━━━ SOURCE DOCUMENT

Visualization¶
High resolution image of pixel level factorization results¶
draw-pixel-factors
visualizes the results of pixel-decode
punkst draw-pixel-factors --in-tsv ${path}/pixel.decode.tsv --header-json ${path}/pixel.decode.json --in-color ${path}/color.rgb.tsv --out ${path}/pixel.png --scale 100 --xmin ${xmin} --xmax ${xmax} --ymin ${ymin} --ymax ${ymax}
--in-tsv
specifies the input data file created by pixel-decode
.
--header-json
specifies the header created by pixel-decode
.
--in-color
specifies a tsv file with the colors for each factor. The first three columns will be interpreted as R, G, B values in the range \(0-255\). The valid lines will be assigned to factors in the order they appear in this file.
--xmin
, --xmax
, --ymin
, --ymax
specify the range of the coordinates.
--scale
scales input coordinates to pixels in the output image. int((x-xmin)/scale)
equals the horizontal pixel coordinate in the image.
--out
specifies the output png file.
If your specified --transform
in lda4hex
, one way to create the color table is to use the helper python script
Pseudobulk differential expression analysis¶
de_bulk.py
performs naive differential expression analysis on pseudobulk count data
The script performs chi-square tests to identify genes that are significantly enriched in each factor compared to the background, outputting results with fold changes, p-values, and chi-square statistics.
Note that the statistics are not calibrated when the pseudobulk table is generated by punkst pixel-decode
, it is only meant for exploratory analysis.
python ext/py/de_bulk.py --input ${path}/pseudobulk.tsv --output ${path}/de_bulk.tsv --feature_label Feature --thread 4
--input
specifies the input pseudobulk count table with genes as rows and factors as columns. punkst pixel-decode
generates one such file with suffix pseudobulk.tsv
. This file has to have a header row with column names. It has to have one column with gene names and one column for each factor.
--output
specifies the output file for differential expression results.
--feature_label
specifies the column name for feature names (default: "Feature").
--min_ct_per_feature
minimum total count for a feature to be included in analysis (default: 50).
--max_pval_output
maximum p-value threshold for output (default: 1e-3).
--min_fold_output
minimum fold change threshold for output (default: 1.5).
--min_output_per_factor
minimum number of top genes to output per factor even if not significant (default: 10).

━━━━━━
━━━ ENTRIES SHOWN

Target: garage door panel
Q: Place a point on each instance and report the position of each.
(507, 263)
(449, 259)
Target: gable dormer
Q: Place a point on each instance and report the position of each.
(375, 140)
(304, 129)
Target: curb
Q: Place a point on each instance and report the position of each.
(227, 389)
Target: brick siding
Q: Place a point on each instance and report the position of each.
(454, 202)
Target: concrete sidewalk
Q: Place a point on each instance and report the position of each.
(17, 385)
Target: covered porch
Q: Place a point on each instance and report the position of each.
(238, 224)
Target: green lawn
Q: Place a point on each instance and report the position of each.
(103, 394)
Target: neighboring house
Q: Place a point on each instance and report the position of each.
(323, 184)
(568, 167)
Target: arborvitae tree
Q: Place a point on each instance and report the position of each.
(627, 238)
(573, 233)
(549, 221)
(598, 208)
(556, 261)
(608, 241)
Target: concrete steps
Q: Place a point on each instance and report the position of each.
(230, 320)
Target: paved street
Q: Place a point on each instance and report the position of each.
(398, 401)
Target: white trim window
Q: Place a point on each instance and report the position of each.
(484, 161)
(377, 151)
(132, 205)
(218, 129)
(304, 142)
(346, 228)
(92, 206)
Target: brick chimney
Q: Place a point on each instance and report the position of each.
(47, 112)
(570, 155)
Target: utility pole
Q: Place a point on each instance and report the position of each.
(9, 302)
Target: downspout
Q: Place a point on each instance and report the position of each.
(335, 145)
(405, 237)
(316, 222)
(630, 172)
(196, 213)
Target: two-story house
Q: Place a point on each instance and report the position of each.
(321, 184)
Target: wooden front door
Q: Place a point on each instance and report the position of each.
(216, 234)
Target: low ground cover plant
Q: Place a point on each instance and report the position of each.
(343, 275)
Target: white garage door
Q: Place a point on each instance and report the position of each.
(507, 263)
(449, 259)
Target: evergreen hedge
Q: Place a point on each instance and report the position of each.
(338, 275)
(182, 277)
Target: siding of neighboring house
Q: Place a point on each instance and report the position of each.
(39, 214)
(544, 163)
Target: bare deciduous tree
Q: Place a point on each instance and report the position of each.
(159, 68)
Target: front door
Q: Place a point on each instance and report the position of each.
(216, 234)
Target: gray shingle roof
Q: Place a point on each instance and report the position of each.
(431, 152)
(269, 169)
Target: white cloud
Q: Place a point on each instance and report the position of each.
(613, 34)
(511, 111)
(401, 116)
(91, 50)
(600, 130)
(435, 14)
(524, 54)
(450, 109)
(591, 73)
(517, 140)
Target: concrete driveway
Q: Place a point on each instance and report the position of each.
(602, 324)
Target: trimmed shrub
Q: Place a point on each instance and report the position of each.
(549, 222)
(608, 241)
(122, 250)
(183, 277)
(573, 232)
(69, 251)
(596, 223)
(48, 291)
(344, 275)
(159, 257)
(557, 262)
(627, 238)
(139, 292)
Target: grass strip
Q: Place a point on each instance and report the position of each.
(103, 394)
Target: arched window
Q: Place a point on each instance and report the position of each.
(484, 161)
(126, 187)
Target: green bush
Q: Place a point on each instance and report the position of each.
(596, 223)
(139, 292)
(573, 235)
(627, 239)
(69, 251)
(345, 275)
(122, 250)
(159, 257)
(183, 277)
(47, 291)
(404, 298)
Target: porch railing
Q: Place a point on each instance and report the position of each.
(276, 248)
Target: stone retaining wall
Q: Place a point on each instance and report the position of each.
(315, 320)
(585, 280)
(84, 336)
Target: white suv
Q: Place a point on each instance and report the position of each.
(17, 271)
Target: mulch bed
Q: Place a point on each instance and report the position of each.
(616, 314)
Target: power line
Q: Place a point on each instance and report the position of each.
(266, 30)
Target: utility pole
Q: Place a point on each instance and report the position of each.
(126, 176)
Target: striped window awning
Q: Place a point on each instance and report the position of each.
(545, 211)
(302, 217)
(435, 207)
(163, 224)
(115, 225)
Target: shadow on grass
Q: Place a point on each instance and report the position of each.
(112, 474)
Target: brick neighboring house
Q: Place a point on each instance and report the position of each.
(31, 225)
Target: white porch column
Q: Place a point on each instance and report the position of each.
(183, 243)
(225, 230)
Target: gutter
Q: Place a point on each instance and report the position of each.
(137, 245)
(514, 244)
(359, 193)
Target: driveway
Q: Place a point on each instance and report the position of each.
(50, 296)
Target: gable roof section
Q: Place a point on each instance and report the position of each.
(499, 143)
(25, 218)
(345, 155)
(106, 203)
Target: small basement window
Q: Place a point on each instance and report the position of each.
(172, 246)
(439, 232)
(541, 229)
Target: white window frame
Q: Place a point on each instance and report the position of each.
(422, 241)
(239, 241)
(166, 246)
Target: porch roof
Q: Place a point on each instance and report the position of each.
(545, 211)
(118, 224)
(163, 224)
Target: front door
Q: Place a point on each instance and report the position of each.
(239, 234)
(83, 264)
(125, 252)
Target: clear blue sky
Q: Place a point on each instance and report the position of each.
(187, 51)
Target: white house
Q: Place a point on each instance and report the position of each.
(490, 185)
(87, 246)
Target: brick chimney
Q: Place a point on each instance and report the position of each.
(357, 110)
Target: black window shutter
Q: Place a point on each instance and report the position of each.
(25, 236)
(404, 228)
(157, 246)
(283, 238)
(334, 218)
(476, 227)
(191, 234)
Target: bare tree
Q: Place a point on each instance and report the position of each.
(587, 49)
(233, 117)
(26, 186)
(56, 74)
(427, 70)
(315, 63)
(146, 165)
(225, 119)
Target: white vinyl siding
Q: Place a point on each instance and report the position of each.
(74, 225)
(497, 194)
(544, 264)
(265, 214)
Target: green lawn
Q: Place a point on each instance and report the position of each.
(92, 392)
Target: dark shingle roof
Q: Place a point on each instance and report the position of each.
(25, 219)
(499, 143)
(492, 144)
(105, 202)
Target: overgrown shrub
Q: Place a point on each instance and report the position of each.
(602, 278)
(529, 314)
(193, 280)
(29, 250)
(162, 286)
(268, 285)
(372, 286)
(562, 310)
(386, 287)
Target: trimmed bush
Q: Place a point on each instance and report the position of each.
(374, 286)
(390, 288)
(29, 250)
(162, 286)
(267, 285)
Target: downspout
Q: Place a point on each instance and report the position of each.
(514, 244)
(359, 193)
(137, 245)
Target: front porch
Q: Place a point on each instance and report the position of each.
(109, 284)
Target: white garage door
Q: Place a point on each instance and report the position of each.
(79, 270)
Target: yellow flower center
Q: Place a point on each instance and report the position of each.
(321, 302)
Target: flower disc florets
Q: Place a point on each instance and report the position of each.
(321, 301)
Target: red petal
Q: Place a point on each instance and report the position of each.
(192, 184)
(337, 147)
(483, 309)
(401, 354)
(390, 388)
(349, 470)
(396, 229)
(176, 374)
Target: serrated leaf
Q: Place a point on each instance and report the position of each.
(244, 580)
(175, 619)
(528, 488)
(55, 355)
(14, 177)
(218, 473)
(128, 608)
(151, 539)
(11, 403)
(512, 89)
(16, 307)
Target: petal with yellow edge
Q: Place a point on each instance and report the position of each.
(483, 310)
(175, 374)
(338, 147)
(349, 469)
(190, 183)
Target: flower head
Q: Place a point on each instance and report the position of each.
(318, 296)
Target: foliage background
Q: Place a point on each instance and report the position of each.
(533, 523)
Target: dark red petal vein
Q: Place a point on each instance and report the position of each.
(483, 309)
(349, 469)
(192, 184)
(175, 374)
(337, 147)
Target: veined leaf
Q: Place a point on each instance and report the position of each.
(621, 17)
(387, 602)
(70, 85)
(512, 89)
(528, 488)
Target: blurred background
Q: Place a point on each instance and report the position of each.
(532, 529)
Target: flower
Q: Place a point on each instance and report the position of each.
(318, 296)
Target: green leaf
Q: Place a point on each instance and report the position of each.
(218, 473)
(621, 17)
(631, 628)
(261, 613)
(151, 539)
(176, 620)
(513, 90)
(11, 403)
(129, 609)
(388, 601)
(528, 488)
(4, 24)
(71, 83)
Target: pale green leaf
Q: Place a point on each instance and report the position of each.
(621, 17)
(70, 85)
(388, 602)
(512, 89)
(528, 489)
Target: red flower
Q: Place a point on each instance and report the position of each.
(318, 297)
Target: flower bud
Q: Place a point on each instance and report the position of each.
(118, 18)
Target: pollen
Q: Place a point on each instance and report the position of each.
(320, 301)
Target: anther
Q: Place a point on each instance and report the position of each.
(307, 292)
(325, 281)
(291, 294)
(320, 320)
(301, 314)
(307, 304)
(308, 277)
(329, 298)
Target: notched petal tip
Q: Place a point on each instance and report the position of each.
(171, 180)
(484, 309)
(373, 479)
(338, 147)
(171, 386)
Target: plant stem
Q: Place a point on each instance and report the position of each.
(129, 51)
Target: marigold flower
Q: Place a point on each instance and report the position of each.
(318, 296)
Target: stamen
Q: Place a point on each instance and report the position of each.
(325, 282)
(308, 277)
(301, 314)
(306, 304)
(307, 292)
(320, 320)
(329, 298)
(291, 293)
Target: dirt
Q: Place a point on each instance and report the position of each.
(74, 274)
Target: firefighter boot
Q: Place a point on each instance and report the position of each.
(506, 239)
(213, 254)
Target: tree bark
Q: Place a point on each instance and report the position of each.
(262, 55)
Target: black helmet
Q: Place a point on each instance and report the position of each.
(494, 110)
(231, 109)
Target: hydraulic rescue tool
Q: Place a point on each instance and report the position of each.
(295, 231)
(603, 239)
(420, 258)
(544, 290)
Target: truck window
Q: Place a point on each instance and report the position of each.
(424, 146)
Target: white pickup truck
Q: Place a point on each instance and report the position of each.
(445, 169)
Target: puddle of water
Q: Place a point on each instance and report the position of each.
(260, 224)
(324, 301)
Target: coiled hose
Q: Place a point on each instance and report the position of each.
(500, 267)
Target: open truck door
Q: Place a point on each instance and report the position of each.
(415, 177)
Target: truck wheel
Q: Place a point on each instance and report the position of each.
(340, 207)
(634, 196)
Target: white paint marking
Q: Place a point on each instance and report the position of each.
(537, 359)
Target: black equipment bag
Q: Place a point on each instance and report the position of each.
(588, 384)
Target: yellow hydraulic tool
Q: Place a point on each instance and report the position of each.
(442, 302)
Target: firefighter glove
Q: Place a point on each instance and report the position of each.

━━━━━━

### ACTION ITEM:
Write the next part of the punkst documentation on visualization and pseudobulk differential expression analysis, picking up right after its final line.

### TASK ANSWER:
--thread
number of threads for parallel processing (default: 1).
--use_input_header
if specified, all columns except for the column named --feature_label
will be viewed as factors and the column names will be preserved as factor IDs in the output. Otherwise (default), only the columns where the column names contain integers will be considered as factors and the numbers will be extracted to be used as factor IDs.
--feature
optional file with features to restrict analysis to. The column containing feature names should have the column name as specified by --feature_label
.
HTML report for factor weights and top genes¶
factor_report.py
generates HTML reports summarizing factor characteristics and top genes
The script generates an interactive HTML report (${output_pref}.factor.info.html
) and a TSV summary (${output_pref}.factor.info.tsv
) containing factor weights, top differentially expressed genes, and visualization colors.
python ext/py/factor_report.py --de ${path}/de_bulk.tsv --pseudobulk ${path}/pseudobulk.tsv --color_table ${path}/color.rgb.tsv --output_pref ${path}/report
--de
specifies the differential expression results file from de_bulk.py
.
--pseudobulk
specifies the pseudobulk count table.
--color_table
specifies the RGB color table for factors. This probably should be the same file as that used for punkst draw-pixel-factors
.
--output_pref
specifies the output prefix for generated files.
--feature_label
specifies the column name for features (default: "Feature").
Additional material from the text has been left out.